*** Data under study ***
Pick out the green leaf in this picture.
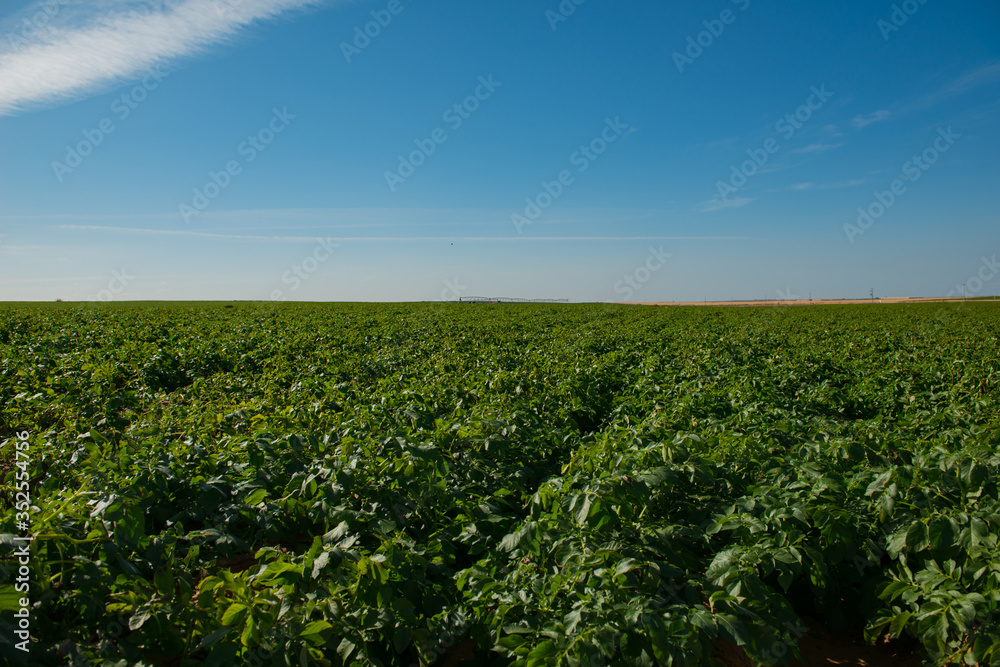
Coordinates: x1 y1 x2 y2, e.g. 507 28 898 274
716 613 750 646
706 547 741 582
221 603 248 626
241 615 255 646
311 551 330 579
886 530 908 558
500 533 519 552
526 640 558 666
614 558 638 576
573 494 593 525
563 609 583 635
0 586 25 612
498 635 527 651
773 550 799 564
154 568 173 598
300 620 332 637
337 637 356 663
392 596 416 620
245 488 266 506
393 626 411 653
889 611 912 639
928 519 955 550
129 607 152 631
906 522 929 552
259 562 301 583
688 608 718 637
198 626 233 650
*** End of Data under study ***
*** Data under study ***
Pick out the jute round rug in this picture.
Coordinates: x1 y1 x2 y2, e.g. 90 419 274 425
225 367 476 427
*** End of Data under study ***
=== Task item ===
Using the material, show each line where the string "this" can be found.

=== Reply ===
Pick out the green leaf in this picture.
Pick out the jute round rug in this picture.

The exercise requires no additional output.